(Rows of box annotation records)
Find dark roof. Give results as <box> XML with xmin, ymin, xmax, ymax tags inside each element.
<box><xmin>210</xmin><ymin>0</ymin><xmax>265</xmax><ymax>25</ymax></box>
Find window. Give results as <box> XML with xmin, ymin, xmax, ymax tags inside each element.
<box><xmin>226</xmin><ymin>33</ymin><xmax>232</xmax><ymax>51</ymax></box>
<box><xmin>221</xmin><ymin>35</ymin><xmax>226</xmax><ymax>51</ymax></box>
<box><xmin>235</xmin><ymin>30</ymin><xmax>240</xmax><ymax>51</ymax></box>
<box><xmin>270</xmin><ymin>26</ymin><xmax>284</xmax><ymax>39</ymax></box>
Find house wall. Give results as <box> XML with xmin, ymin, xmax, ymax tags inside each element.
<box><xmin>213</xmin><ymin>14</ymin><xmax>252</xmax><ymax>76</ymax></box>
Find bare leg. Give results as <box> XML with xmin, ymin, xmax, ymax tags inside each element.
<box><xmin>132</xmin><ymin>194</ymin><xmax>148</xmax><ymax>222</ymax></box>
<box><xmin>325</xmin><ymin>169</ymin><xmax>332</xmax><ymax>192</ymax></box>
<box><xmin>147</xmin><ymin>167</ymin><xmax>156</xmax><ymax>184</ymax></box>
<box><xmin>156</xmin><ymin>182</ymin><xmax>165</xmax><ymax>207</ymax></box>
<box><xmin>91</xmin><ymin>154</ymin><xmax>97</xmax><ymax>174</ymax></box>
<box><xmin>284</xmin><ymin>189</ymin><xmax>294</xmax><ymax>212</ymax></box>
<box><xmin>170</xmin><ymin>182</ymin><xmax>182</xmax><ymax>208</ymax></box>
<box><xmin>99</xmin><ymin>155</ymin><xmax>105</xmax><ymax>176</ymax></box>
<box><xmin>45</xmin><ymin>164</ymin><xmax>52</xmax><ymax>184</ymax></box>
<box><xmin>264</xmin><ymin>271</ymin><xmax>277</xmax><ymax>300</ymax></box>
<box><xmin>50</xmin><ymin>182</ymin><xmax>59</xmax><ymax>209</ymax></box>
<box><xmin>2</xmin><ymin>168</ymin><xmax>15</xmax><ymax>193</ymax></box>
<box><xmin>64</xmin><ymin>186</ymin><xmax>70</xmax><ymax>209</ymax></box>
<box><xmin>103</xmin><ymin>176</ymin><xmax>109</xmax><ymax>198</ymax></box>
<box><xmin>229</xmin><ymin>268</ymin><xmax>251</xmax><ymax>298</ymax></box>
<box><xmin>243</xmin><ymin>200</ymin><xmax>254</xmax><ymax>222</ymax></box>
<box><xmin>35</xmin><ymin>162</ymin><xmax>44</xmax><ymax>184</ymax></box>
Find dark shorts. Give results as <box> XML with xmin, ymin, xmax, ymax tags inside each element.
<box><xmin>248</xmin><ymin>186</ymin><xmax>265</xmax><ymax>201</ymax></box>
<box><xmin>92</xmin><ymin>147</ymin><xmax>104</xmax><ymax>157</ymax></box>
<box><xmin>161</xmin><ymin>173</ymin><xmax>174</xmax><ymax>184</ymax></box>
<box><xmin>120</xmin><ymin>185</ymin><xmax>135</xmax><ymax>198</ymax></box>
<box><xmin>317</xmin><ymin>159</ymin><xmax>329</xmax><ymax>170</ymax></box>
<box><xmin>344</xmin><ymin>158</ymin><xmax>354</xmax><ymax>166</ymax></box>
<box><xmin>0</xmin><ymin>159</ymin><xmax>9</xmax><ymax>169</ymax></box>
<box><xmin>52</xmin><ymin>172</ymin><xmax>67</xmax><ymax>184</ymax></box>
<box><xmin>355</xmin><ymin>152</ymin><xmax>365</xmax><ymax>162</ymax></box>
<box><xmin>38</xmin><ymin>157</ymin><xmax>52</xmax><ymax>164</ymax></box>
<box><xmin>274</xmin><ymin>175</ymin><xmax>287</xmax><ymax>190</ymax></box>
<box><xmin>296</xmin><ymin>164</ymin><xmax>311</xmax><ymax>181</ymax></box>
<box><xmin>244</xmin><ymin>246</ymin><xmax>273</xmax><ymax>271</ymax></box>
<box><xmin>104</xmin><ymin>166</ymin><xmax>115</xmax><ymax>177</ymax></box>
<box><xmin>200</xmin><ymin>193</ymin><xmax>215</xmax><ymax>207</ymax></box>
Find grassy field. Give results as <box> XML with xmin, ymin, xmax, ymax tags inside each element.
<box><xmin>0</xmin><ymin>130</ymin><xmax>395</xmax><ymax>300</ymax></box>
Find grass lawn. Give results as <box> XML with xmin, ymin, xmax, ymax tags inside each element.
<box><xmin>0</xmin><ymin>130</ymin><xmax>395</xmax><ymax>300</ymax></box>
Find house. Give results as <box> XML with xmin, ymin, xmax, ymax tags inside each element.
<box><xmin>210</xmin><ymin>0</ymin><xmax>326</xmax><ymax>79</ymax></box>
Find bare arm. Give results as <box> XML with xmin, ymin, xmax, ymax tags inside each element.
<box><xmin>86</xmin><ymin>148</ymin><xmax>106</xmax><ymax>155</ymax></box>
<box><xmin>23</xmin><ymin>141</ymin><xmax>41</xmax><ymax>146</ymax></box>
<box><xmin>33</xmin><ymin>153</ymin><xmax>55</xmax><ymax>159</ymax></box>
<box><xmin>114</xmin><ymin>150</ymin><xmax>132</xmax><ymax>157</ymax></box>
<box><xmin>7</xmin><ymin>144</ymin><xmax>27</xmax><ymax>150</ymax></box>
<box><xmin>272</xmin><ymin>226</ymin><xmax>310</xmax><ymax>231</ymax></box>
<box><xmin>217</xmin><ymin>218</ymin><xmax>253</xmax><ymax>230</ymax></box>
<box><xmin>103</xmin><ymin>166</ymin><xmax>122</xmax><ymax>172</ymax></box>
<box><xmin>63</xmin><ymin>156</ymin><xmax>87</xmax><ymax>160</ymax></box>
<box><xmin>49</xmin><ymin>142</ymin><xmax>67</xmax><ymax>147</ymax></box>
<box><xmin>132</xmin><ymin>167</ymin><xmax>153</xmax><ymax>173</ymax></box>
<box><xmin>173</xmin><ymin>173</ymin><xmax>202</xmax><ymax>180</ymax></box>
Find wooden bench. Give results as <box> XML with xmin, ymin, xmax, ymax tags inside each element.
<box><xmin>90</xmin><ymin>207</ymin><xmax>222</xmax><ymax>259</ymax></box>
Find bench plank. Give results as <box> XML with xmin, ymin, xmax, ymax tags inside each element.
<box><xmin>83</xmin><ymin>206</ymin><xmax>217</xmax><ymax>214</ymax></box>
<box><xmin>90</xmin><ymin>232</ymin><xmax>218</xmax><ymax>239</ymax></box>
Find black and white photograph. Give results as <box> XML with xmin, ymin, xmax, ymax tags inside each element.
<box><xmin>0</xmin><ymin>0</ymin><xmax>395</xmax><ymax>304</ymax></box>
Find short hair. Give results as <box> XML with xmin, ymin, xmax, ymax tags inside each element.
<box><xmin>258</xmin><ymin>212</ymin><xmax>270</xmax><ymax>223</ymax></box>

▶ What is being asked: Reproduce all of the records above verbatim, line for line.

▶ Exercise answer:
Find dark roof. Give results as <box> XML with xmin, ymin, xmax, ymax tags inside each element.
<box><xmin>210</xmin><ymin>0</ymin><xmax>265</xmax><ymax>25</ymax></box>
Find window. Give results as <box> XML with xmin, ymin, xmax, ymax tags inside each element.
<box><xmin>226</xmin><ymin>33</ymin><xmax>232</xmax><ymax>51</ymax></box>
<box><xmin>221</xmin><ymin>35</ymin><xmax>226</xmax><ymax>51</ymax></box>
<box><xmin>235</xmin><ymin>30</ymin><xmax>240</xmax><ymax>51</ymax></box>
<box><xmin>270</xmin><ymin>26</ymin><xmax>284</xmax><ymax>39</ymax></box>
Find house wall. Give results as <box> XML with xmin, ymin, xmax, ymax tags inside each element.
<box><xmin>213</xmin><ymin>14</ymin><xmax>252</xmax><ymax>76</ymax></box>
Find bare leg. Give results as <box> XML with xmin, ymin, xmax, ymax tags inside each element.
<box><xmin>132</xmin><ymin>194</ymin><xmax>148</xmax><ymax>222</ymax></box>
<box><xmin>325</xmin><ymin>169</ymin><xmax>332</xmax><ymax>192</ymax></box>
<box><xmin>147</xmin><ymin>167</ymin><xmax>156</xmax><ymax>184</ymax></box>
<box><xmin>156</xmin><ymin>182</ymin><xmax>165</xmax><ymax>207</ymax></box>
<box><xmin>91</xmin><ymin>154</ymin><xmax>97</xmax><ymax>174</ymax></box>
<box><xmin>284</xmin><ymin>189</ymin><xmax>294</xmax><ymax>212</ymax></box>
<box><xmin>170</xmin><ymin>182</ymin><xmax>182</xmax><ymax>208</ymax></box>
<box><xmin>99</xmin><ymin>155</ymin><xmax>105</xmax><ymax>176</ymax></box>
<box><xmin>45</xmin><ymin>164</ymin><xmax>52</xmax><ymax>184</ymax></box>
<box><xmin>264</xmin><ymin>271</ymin><xmax>277</xmax><ymax>300</ymax></box>
<box><xmin>50</xmin><ymin>182</ymin><xmax>59</xmax><ymax>209</ymax></box>
<box><xmin>2</xmin><ymin>168</ymin><xmax>15</xmax><ymax>193</ymax></box>
<box><xmin>64</xmin><ymin>186</ymin><xmax>70</xmax><ymax>209</ymax></box>
<box><xmin>103</xmin><ymin>176</ymin><xmax>109</xmax><ymax>198</ymax></box>
<box><xmin>229</xmin><ymin>268</ymin><xmax>251</xmax><ymax>298</ymax></box>
<box><xmin>243</xmin><ymin>200</ymin><xmax>254</xmax><ymax>222</ymax></box>
<box><xmin>35</xmin><ymin>162</ymin><xmax>44</xmax><ymax>184</ymax></box>
Find dark shorts. Give results as <box> XML with xmin, ymin, xmax, ymax tags inside each element.
<box><xmin>248</xmin><ymin>186</ymin><xmax>265</xmax><ymax>201</ymax></box>
<box><xmin>92</xmin><ymin>147</ymin><xmax>104</xmax><ymax>157</ymax></box>
<box><xmin>161</xmin><ymin>173</ymin><xmax>174</xmax><ymax>184</ymax></box>
<box><xmin>120</xmin><ymin>185</ymin><xmax>135</xmax><ymax>198</ymax></box>
<box><xmin>317</xmin><ymin>159</ymin><xmax>329</xmax><ymax>170</ymax></box>
<box><xmin>344</xmin><ymin>158</ymin><xmax>354</xmax><ymax>166</ymax></box>
<box><xmin>0</xmin><ymin>159</ymin><xmax>9</xmax><ymax>169</ymax></box>
<box><xmin>52</xmin><ymin>172</ymin><xmax>67</xmax><ymax>184</ymax></box>
<box><xmin>355</xmin><ymin>152</ymin><xmax>365</xmax><ymax>162</ymax></box>
<box><xmin>38</xmin><ymin>157</ymin><xmax>52</xmax><ymax>164</ymax></box>
<box><xmin>274</xmin><ymin>175</ymin><xmax>287</xmax><ymax>190</ymax></box>
<box><xmin>296</xmin><ymin>164</ymin><xmax>311</xmax><ymax>181</ymax></box>
<box><xmin>244</xmin><ymin>246</ymin><xmax>273</xmax><ymax>271</ymax></box>
<box><xmin>104</xmin><ymin>166</ymin><xmax>115</xmax><ymax>177</ymax></box>
<box><xmin>200</xmin><ymin>193</ymin><xmax>215</xmax><ymax>207</ymax></box>
Find grassy field. Give results as <box> XML with xmin, ymin, xmax, ymax tags inside each element.
<box><xmin>0</xmin><ymin>130</ymin><xmax>395</xmax><ymax>300</ymax></box>
Find grass lawn. Give results as <box> XML with xmin, ymin, xmax, ymax tags inside each element.
<box><xmin>0</xmin><ymin>130</ymin><xmax>395</xmax><ymax>300</ymax></box>
Find house. Give results as <box> XML with xmin, ymin, xmax, ymax tags inside each element.
<box><xmin>210</xmin><ymin>0</ymin><xmax>326</xmax><ymax>79</ymax></box>
Find bare arm. Give results as <box> XML with xmin, ymin, xmax, ymax tags inside each element.
<box><xmin>86</xmin><ymin>148</ymin><xmax>106</xmax><ymax>155</ymax></box>
<box><xmin>23</xmin><ymin>141</ymin><xmax>41</xmax><ymax>146</ymax></box>
<box><xmin>33</xmin><ymin>153</ymin><xmax>55</xmax><ymax>159</ymax></box>
<box><xmin>114</xmin><ymin>150</ymin><xmax>132</xmax><ymax>157</ymax></box>
<box><xmin>7</xmin><ymin>144</ymin><xmax>27</xmax><ymax>150</ymax></box>
<box><xmin>272</xmin><ymin>226</ymin><xmax>310</xmax><ymax>231</ymax></box>
<box><xmin>217</xmin><ymin>218</ymin><xmax>253</xmax><ymax>230</ymax></box>
<box><xmin>103</xmin><ymin>166</ymin><xmax>122</xmax><ymax>172</ymax></box>
<box><xmin>63</xmin><ymin>156</ymin><xmax>87</xmax><ymax>160</ymax></box>
<box><xmin>49</xmin><ymin>142</ymin><xmax>67</xmax><ymax>147</ymax></box>
<box><xmin>132</xmin><ymin>167</ymin><xmax>153</xmax><ymax>173</ymax></box>
<box><xmin>173</xmin><ymin>173</ymin><xmax>202</xmax><ymax>180</ymax></box>
Find wooden bench. Give results as <box> XML with xmin, ymin, xmax, ymax tags inside each element.
<box><xmin>90</xmin><ymin>207</ymin><xmax>222</xmax><ymax>259</ymax></box>
Find bench plank. Give results as <box> XML with xmin, ymin, xmax, ymax tags inside each element.
<box><xmin>83</xmin><ymin>206</ymin><xmax>217</xmax><ymax>214</ymax></box>
<box><xmin>90</xmin><ymin>232</ymin><xmax>218</xmax><ymax>239</ymax></box>
Find black and white photograph. Give results as <box> XML with xmin, ymin, xmax, ymax tags inside each element.
<box><xmin>0</xmin><ymin>0</ymin><xmax>395</xmax><ymax>304</ymax></box>
Find short hair. Give results as <box> XML with xmin, ymin, xmax, ymax tags inside each element.
<box><xmin>258</xmin><ymin>212</ymin><xmax>270</xmax><ymax>223</ymax></box>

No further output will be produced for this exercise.